# TAREFA PROPOSTA
Por favor, renomeie "tree trunk" para "tree stump" em todos os registros abaixo. Reproduza-os com todo o resto inalterado.

# MATERIAL FORNECIDO
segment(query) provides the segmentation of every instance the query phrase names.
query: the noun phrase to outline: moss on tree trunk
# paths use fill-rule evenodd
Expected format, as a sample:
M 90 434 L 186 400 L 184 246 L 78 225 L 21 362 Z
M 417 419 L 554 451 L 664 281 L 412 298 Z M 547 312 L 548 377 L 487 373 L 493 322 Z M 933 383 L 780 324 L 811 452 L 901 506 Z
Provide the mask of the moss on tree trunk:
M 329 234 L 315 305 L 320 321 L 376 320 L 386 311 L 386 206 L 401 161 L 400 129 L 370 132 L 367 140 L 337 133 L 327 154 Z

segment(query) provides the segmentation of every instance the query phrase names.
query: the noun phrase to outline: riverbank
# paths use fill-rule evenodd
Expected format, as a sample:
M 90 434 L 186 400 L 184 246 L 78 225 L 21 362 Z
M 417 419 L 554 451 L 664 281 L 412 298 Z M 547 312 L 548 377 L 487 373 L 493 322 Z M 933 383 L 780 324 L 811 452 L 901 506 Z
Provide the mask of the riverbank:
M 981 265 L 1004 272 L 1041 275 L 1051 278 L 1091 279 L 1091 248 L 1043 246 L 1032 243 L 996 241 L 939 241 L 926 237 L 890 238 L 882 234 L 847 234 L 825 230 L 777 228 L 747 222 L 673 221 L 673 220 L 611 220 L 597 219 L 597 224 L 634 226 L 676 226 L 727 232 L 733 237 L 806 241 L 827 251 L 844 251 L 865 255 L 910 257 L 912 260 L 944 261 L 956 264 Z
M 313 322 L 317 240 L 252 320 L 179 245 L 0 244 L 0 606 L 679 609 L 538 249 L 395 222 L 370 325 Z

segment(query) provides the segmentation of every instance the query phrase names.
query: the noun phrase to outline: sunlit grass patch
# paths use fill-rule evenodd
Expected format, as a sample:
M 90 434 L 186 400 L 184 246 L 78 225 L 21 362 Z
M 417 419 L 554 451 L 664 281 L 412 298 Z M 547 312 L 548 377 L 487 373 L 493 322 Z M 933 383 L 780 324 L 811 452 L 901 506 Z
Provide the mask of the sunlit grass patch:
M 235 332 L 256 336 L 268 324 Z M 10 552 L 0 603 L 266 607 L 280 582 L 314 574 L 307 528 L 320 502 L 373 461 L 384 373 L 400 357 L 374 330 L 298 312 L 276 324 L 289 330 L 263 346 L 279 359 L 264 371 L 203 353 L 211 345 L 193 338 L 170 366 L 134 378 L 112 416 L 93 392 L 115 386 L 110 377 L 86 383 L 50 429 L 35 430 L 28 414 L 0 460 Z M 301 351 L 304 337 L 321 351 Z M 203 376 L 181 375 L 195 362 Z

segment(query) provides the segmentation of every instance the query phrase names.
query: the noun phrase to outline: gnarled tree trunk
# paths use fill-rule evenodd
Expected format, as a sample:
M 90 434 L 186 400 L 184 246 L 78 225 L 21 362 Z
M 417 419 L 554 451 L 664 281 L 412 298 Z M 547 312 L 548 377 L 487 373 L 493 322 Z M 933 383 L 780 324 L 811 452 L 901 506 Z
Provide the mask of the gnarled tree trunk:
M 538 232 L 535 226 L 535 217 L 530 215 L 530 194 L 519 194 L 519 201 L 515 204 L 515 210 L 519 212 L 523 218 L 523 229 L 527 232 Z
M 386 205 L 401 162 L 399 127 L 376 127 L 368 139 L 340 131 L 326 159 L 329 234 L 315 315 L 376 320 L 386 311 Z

# RESPOSTA DA TAREFA
segment(query) provides the segmentation of every instance the query phrase names.
query: the noun phrase to outline: moss on tree stump
# paths use fill-rule evenodd
Expected format, as a sample:
M 90 434 L 186 400 L 184 246 L 78 225 L 21 362 Z
M 417 419 L 554 451 L 664 281 L 412 298 Z M 547 312 L 548 377 L 487 373 L 493 322 Z M 933 383 L 780 324 L 811 452 L 901 506 Z
Provide the mask of the moss on tree stump:
M 329 234 L 315 305 L 320 321 L 376 320 L 386 311 L 386 206 L 401 161 L 400 129 L 370 132 L 367 140 L 337 133 L 327 154 Z

segment(query) provides the segmentation of every instance the query phrase names.
query: the noun phrase to outline: riverbank
# paths use fill-rule evenodd
Expected format, as a sample:
M 90 434 L 186 400 L 184 246 L 78 225 L 21 362 Z
M 417 419 L 554 451 L 664 281 L 412 298 Z M 547 312 L 548 377 L 487 373 L 493 322 Z M 933 383 L 780 324 L 811 452 L 901 506 Z
Provide the mask of the riverbank:
M 981 265 L 1004 272 L 1041 275 L 1051 278 L 1091 279 L 1091 248 L 1043 246 L 1032 243 L 996 241 L 939 241 L 926 237 L 890 238 L 882 234 L 847 234 L 825 230 L 777 228 L 747 222 L 673 221 L 673 220 L 611 220 L 597 219 L 597 224 L 634 226 L 676 226 L 727 232 L 733 237 L 806 241 L 827 251 L 844 251 L 865 255 L 910 257 L 912 260 L 944 261 L 956 264 Z
M 313 322 L 317 240 L 252 320 L 179 245 L 0 244 L 0 606 L 679 609 L 538 249 L 395 222 L 370 325 Z

segment(query) provides the segmentation of every instance the query phrase names.
query: the noun phrase to outline: sunlit grass patch
# paths use fill-rule evenodd
Expected format, as a sample:
M 90 434 L 186 400 L 184 246 L 78 225 L 21 362 Z
M 417 419 L 554 451 L 664 281 L 412 298 Z M 547 312 L 548 377 L 487 373 L 493 322 Z M 933 383 L 780 324 L 811 452 L 901 506 Z
Provide the mask of the sunlit grass patch:
M 235 332 L 256 336 L 268 324 Z M 10 552 L 0 603 L 266 607 L 280 582 L 314 574 L 307 528 L 320 502 L 373 461 L 384 373 L 400 357 L 374 330 L 298 312 L 276 324 L 289 330 L 263 346 L 279 359 L 264 371 L 203 353 L 211 345 L 193 338 L 170 366 L 134 378 L 112 416 L 93 392 L 115 386 L 110 377 L 86 383 L 50 429 L 35 430 L 28 414 L 0 460 Z M 301 351 L 304 337 L 321 351 Z M 203 376 L 181 375 L 195 362 Z

segment(query) provides the segmentation of every instance the query phrase names.
query: the noun phrase to outline: gnarled tree stump
# paths use fill-rule evenodd
Expected format, as a sample:
M 90 434 L 186 400 L 184 246 L 78 225 L 21 362 Z
M 417 419 L 554 451 L 664 281 L 412 298 Z M 547 312 L 548 377 L 487 373 L 493 322 Z M 933 383 L 780 324 L 811 452 L 901 506 Z
Provide the mask of the gnarled tree stump:
M 538 232 L 535 226 L 535 217 L 530 215 L 530 194 L 519 194 L 519 201 L 515 204 L 515 210 L 519 212 L 523 218 L 523 229 L 527 232 Z
M 386 205 L 401 162 L 399 127 L 376 127 L 368 139 L 340 131 L 326 159 L 329 234 L 315 315 L 376 320 L 386 311 Z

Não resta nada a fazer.